╭─ Data listing

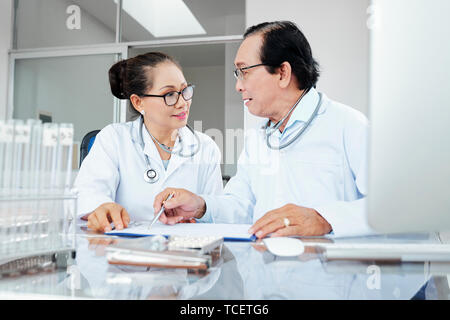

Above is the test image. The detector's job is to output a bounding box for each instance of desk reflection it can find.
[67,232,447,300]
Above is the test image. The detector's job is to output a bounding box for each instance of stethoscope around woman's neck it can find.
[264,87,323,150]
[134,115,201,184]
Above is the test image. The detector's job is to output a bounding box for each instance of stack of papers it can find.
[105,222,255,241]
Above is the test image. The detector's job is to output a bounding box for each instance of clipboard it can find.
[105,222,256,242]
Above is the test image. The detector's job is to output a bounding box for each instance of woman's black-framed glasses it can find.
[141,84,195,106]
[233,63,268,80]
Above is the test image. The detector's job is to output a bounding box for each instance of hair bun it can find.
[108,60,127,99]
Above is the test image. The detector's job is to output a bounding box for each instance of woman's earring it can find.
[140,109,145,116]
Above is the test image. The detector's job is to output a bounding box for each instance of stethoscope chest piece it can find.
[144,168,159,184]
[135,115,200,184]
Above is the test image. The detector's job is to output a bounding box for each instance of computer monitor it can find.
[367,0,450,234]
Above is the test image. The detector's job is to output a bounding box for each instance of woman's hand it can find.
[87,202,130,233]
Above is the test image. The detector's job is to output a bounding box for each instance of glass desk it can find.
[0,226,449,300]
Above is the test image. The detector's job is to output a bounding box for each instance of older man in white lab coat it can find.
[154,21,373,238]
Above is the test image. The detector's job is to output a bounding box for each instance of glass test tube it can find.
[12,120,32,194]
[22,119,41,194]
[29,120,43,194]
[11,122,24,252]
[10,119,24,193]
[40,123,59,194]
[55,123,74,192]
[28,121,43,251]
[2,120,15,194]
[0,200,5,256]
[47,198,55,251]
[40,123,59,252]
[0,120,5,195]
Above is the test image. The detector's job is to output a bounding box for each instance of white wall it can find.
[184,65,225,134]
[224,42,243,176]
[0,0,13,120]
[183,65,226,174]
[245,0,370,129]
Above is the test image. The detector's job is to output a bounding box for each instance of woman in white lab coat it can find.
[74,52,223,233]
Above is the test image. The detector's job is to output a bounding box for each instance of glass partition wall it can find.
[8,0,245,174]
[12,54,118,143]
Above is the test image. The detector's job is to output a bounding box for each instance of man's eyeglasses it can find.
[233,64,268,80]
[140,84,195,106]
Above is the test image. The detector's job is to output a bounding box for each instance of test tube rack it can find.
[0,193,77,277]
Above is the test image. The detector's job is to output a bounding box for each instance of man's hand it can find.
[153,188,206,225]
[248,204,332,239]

╰─

▸ Aim of the exercise:
After removing each picture, print the entries above exactly as they were.

▸ Result for this exercise:
Above is the test image. The detector's job is to output a bounding box for each instance of desk reflection it can find.
[67,232,447,300]
Above is the test image. The detector's job is to output a bounding box for each instance of stethoscope around woman's neck it can find.
[264,87,323,150]
[134,115,201,184]
Above is the test image. The detector's job is to output a bounding box for each instance of stack of papers it can find.
[105,222,255,241]
Above is the test image. The detector's job is to output a bounding box for each instance of clipboard it can find.
[105,222,256,242]
Above is the test image. The detector's job is to output a bounding box for each instance of woman's black-framed glasses it can find.
[141,84,195,106]
[233,63,268,80]
Above is the test image. The detector's job is to output a bounding box for each instance of hair bun it can find.
[108,60,127,99]
Above is the test image. The detector's job is to output a bounding box for each instance of woman's earring it can find.
[140,109,145,116]
Above is the test image. The detector's job is to output a bounding box for each instance of stethoscope chest piece it can find.
[144,168,159,184]
[135,115,200,184]
Above is the test image. The detector's job is to output a bounding box for each instance of computer monitor it can find.
[367,0,450,234]
Above is the test image. The detector's job is to output a bounding box for each instance of woman's hand it can find.
[87,202,130,233]
Above is the test image. The detector's job is to output a bounding box for each instance of glass desk it can find.
[0,226,449,300]
Above is the test image. The detector's job is to output a bounding box for each instance of older man in white lab coat it can find.
[154,21,373,238]
Above is the test image. The detector's job is to output a bounding box for each instance of glass test tube it can find.
[12,120,32,194]
[22,119,41,194]
[29,120,43,194]
[11,122,24,252]
[10,119,24,193]
[40,123,59,194]
[55,123,74,192]
[28,121,43,251]
[2,120,15,194]
[0,200,5,256]
[47,198,55,251]
[40,123,59,252]
[0,120,5,195]
Above is the test image. The detector's job is to output a bounding box for each instance of white wall it can find.
[184,65,225,134]
[224,42,243,176]
[0,0,13,120]
[183,65,226,174]
[245,0,370,129]
Above is the test image. The detector's job is to output a bounding box for each instance of woman in white lab coat it can find.
[74,52,223,233]
Above is the test image. The detector's job is to output a bounding box for each instance of glass partition wall it can find.
[8,0,245,174]
[12,54,118,143]
Above is the test image. The detector's job is to output a bounding box for each instance of man's eyeglasses it can find.
[233,64,268,80]
[140,84,195,106]
Above is the test image. The detector's job is to output a bounding box for each instance of test tube rack it can find.
[0,193,77,277]
Above is the test image. The detector's job is to output a bounding box for each instance of man's hand it can find.
[153,188,206,225]
[248,204,332,239]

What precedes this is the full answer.